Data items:
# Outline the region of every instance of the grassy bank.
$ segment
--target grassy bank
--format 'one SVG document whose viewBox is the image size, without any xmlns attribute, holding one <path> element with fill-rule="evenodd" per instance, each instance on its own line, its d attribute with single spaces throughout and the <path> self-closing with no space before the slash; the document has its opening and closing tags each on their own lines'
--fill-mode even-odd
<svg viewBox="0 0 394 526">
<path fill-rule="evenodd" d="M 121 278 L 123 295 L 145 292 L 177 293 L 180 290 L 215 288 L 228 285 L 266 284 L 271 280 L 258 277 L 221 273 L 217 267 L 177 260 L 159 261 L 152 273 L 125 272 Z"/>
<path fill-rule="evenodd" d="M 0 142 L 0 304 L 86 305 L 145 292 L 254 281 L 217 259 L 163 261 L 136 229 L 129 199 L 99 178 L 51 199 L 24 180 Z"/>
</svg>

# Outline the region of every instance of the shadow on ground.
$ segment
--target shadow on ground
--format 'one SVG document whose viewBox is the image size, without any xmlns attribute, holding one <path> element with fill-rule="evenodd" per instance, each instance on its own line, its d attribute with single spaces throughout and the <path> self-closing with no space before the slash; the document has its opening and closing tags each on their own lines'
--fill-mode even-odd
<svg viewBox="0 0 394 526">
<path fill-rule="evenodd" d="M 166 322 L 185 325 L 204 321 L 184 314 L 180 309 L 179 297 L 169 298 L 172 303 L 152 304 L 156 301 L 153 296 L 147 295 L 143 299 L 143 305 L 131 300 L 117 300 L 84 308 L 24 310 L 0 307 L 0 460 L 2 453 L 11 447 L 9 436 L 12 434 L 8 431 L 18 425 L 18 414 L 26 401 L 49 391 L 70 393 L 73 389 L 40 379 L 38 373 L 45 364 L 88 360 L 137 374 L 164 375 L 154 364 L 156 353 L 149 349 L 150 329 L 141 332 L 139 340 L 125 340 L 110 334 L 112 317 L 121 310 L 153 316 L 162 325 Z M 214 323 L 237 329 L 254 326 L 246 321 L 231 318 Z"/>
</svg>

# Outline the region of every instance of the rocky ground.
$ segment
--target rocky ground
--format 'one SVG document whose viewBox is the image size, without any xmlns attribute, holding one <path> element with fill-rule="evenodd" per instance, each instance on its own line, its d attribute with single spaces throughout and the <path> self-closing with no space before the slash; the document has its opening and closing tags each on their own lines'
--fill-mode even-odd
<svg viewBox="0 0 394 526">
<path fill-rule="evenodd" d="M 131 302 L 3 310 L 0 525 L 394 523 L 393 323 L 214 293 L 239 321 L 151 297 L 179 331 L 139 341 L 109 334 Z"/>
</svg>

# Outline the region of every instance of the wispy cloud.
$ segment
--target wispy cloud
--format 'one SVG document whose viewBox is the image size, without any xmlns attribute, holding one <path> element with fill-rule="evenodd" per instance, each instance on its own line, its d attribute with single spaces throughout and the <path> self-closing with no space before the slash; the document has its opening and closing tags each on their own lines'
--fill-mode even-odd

(Exercise):
Write out the data above line for line, with nothing changed.

(Task result):
# Outline the region of every instance of the grassy bank.
$ segment
--target grassy bank
--format 'one SVG document whose viewBox is the image size, without any xmlns attribute, holding one <path> element with fill-rule="evenodd" per instance, each instance on its own line, its d attribute with single spaces throughout and the <path> self-closing with no space before the slash; the document has its opening and closing tags each on their own lines'
--fill-mode even-odd
<svg viewBox="0 0 394 526">
<path fill-rule="evenodd" d="M 121 278 L 123 295 L 145 292 L 177 293 L 180 290 L 215 288 L 228 285 L 266 284 L 271 280 L 258 277 L 221 273 L 217 267 L 177 260 L 159 261 L 152 273 L 125 272 Z"/>
<path fill-rule="evenodd" d="M 0 142 L 0 304 L 86 305 L 145 292 L 254 281 L 217 259 L 163 261 L 136 229 L 129 199 L 99 178 L 51 199 L 24 180 Z"/>
</svg>

# Outline the region of every instance of the shadow on ground.
$ segment
--target shadow on ground
--format 'one SVG document whose viewBox is the image size, without any xmlns attribute, holding one <path> element with fill-rule="evenodd" per instance, each instance on its own line, its d attribute with single spaces throughout and the <path> self-closing with no space before the slash; the document has its opening and closing tags each on their own lines'
--fill-mode even-odd
<svg viewBox="0 0 394 526">
<path fill-rule="evenodd" d="M 166 322 L 185 325 L 204 321 L 184 314 L 180 309 L 179 297 L 169 298 L 172 303 L 152 304 L 156 301 L 153 296 L 147 295 L 143 299 L 143 305 L 131 300 L 117 300 L 84 308 L 24 310 L 0 307 L 0 460 L 2 453 L 11 447 L 9 436 L 12 434 L 8 431 L 18 425 L 18 414 L 26 401 L 49 391 L 70 393 L 73 389 L 40 379 L 38 373 L 45 364 L 88 360 L 137 374 L 164 375 L 154 364 L 156 353 L 149 349 L 150 329 L 141 332 L 139 340 L 125 340 L 110 334 L 112 317 L 121 310 L 153 316 L 162 325 Z M 214 323 L 237 329 L 254 326 L 246 321 L 231 318 Z"/>
</svg>

# Outline the region of every instance of the rocky ground.
$ segment
--target rocky ground
--format 'one SVG document whose viewBox is the image size, without any xmlns attribute, holding one <path> element with fill-rule="evenodd" per instance, each instance on its own line, its d attribute with single spaces throughout and the <path> self-closing with no space before the slash; the document has its opening and closing tags each on their own lines'
--fill-mode even-odd
<svg viewBox="0 0 394 526">
<path fill-rule="evenodd" d="M 131 302 L 3 310 L 0 525 L 394 523 L 393 323 L 214 293 L 239 321 L 151 297 L 179 331 L 139 341 L 109 334 Z"/>
</svg>

# Outline the region of every instance of the wispy cloud.
$ segment
--target wispy cloud
--format 'one SVG document whose viewBox is the image size, without any xmlns attribute, holding one <path> element with fill-rule="evenodd" per instance, each instance on its own line, its d attribute with single spaces throughout and the <path> self-closing with no space before the slash; the document has its opening and closing tags each on their own lines'
--fill-mode even-odd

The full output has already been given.